What the exercise asks =>
Rewrite each of the entries below, changing "vertex pairs" to "coordinate pairs" and leaving every other character as it is.

— Begin Dataset records —

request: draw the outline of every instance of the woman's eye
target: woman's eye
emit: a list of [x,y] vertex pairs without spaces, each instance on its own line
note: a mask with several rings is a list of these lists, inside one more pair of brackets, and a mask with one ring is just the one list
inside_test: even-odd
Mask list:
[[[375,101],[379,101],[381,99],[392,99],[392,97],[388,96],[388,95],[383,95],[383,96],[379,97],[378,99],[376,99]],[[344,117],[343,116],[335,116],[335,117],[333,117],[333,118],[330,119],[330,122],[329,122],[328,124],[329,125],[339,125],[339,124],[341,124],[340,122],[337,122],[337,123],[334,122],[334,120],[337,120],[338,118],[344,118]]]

— End Dataset records —

Task solution =>
request: draw the outline of every instance of the woman's eye
target: woman's eye
emit: a list of [x,y] coordinate pairs without spaces, each instance on its own line
note: a mask with several rings is a list of these lists, inside one more pair of brackets, and a mask with one ring is just the one list
inside_test: even-odd
Mask list:
[[[375,101],[379,101],[381,99],[392,99],[392,97],[388,96],[388,95],[383,95],[383,96],[379,97],[378,99],[376,99]],[[344,117],[343,116],[335,116],[335,117],[333,117],[333,118],[330,119],[330,122],[329,122],[328,124],[329,125],[339,125],[339,124],[341,124],[340,122],[337,122],[337,123],[334,122],[334,120],[337,120],[338,118],[344,118]]]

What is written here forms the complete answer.